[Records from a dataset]
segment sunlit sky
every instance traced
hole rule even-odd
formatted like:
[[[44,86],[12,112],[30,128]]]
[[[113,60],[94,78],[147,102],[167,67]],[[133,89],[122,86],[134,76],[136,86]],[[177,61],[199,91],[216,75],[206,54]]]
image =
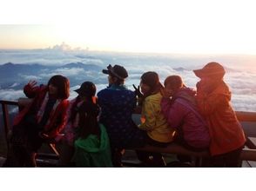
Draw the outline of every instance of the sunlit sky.
[[[0,49],[256,54],[253,0],[9,0]]]

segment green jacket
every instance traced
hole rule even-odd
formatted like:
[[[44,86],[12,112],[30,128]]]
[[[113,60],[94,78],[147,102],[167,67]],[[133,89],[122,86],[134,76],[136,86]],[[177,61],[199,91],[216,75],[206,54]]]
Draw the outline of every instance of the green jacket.
[[[100,140],[95,135],[75,141],[73,161],[77,167],[112,167],[109,137],[103,124],[99,124]]]
[[[171,142],[174,129],[169,127],[161,112],[162,95],[157,93],[147,96],[142,104],[140,129],[146,130],[152,140],[159,142]]]

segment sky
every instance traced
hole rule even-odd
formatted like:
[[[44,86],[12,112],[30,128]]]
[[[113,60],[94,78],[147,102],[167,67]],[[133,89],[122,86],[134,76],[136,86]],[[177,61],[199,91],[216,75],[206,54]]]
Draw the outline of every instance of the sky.
[[[1,0],[2,1],[2,0]],[[256,54],[253,0],[9,0],[0,49]]]

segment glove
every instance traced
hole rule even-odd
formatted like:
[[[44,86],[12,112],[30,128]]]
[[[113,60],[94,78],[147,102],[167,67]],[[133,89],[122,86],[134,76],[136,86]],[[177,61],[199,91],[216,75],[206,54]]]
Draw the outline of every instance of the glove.
[[[143,94],[140,92],[139,90],[139,86],[138,86],[138,88],[136,88],[136,86],[134,84],[132,84],[133,88],[134,88],[134,93],[138,97],[143,97]]]

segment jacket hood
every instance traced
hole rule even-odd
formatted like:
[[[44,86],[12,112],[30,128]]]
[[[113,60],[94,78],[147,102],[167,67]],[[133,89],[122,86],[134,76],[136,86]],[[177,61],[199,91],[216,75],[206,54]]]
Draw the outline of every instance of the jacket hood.
[[[87,138],[78,138],[75,142],[75,146],[89,153],[99,153],[104,151],[109,147],[109,137],[104,127],[99,124],[100,140],[95,135],[90,135]]]
[[[196,105],[195,96],[196,90],[194,90],[193,89],[182,88],[175,94],[172,99],[175,100],[177,98],[182,98],[187,100],[193,105]]]

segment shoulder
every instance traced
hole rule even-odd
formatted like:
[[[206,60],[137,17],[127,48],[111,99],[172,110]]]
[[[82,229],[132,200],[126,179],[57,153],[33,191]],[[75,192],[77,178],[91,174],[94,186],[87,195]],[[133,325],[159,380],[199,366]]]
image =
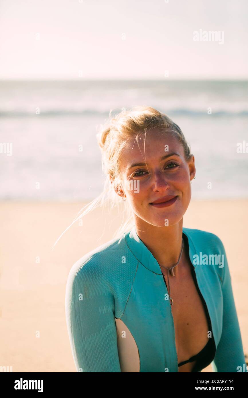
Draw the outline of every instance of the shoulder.
[[[125,246],[125,239],[121,237],[113,239],[98,246],[79,258],[73,264],[70,271],[71,277],[84,275],[96,278],[113,268],[115,260]]]
[[[98,246],[73,264],[68,277],[68,288],[79,284],[94,289],[107,287],[109,290],[116,292],[117,287],[127,285],[129,290],[136,267],[131,255],[125,234]]]

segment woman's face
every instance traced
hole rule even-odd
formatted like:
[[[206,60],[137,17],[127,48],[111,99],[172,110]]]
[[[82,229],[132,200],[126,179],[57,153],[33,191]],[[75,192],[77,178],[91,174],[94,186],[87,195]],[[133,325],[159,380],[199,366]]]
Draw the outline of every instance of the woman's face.
[[[127,143],[120,169],[123,191],[135,217],[164,226],[179,222],[183,217],[191,198],[190,182],[195,168],[194,156],[186,160],[176,138],[158,132],[155,129],[148,132],[145,152],[144,136],[138,139],[139,146],[134,139]],[[153,203],[161,199],[160,205]]]

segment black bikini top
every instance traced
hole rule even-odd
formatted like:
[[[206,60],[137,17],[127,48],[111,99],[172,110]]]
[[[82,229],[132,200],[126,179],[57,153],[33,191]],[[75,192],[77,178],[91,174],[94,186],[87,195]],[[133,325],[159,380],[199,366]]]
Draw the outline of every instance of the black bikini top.
[[[199,363],[201,363],[203,361],[205,361],[206,360],[208,353],[211,352],[211,347],[212,345],[211,340],[212,338],[209,338],[208,342],[207,343],[205,347],[199,353],[197,354],[196,355],[191,357],[187,361],[184,361],[182,362],[180,362],[180,363],[178,364],[178,366],[182,366],[182,365],[184,365],[186,363],[187,363],[188,362],[193,362],[194,361],[199,361]]]
[[[186,239],[186,242],[187,244],[188,242],[187,239]],[[212,331],[211,320],[207,310],[207,305],[197,283],[196,277],[195,276],[195,271],[193,269],[193,266],[192,264],[191,265],[191,273],[195,283],[195,287],[197,290],[198,294],[201,300],[203,307],[204,308],[205,313],[206,314],[208,322],[209,328],[209,330]],[[209,338],[209,340],[208,343],[207,343],[205,345],[205,347],[202,349],[201,351],[200,351],[200,352],[198,353],[198,354],[197,354],[196,355],[194,355],[193,356],[191,357],[191,358],[190,358],[187,361],[184,361],[182,362],[180,362],[180,363],[178,364],[178,366],[182,366],[182,365],[184,365],[186,363],[187,363],[188,362],[193,362],[193,361],[196,361],[197,362],[196,363],[195,366],[193,367],[192,371],[198,372],[199,370],[204,369],[204,368],[209,365],[213,361],[215,355],[215,343],[213,336],[212,332],[212,337]]]

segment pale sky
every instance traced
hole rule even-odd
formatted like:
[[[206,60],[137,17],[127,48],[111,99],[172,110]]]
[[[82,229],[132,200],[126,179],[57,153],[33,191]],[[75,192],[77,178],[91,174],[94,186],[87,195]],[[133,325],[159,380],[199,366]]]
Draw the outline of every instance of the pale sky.
[[[0,79],[248,78],[247,0],[167,1],[0,0]]]

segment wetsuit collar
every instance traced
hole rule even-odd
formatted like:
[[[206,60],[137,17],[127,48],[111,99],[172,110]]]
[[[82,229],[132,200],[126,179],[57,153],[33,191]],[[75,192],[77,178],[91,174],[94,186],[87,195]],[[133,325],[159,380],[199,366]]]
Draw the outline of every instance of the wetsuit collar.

→ PROBLEM:
Reproduce word for word the lines of the listing from the line containing "segment pale sky" through the end of the listing, including both ends.

→ RESULT:
segment pale sky
every instance traced
hole rule even-odd
formatted like:
[[[206,60],[137,17],[127,48],[111,99],[172,110]]]
[[[82,229],[132,200],[126,179],[57,153],[33,191]],[[75,192],[77,178],[91,174],[94,186],[87,195]],[[133,325],[159,380],[199,366]]]
Draw the outline of every instance of the pale sky.
[[[0,79],[248,78],[247,0],[167,1],[0,0]]]

segment wetsuit collar
every instance traced
hole rule even-odd
formatted like:
[[[206,60],[137,17],[127,48],[111,99],[172,110]]]
[[[82,229],[132,200],[126,179],[57,153],[33,191]],[[75,192],[77,178],[91,174],[94,186],[87,195]],[[133,325],[159,380],[199,366]]]
Draw the outline of every instance of the wetsuit collar.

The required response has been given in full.